- **Input for this task**
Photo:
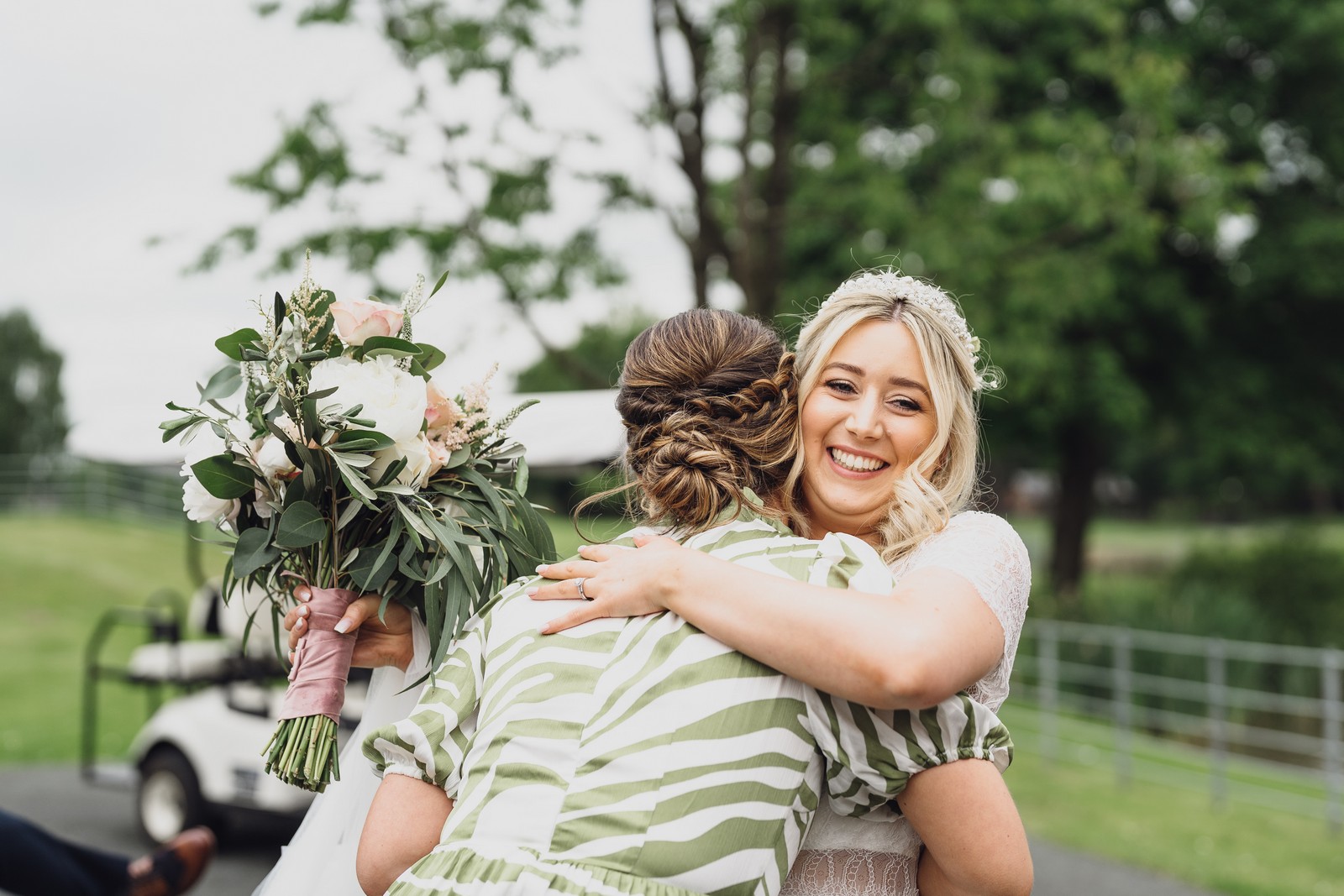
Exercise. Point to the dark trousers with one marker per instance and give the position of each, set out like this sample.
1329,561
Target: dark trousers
35,862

- **Job**
Present every line of the rows above as a numbered list, skipping any blank lines. Leave the pictures out.

- **Solution to this task**
1. Photo:
2. Exercise. Point to the dark trousers with one marker per instance and give the position of each, set out like this sample.
3. 1329,561
4. Target: dark trousers
5. 35,862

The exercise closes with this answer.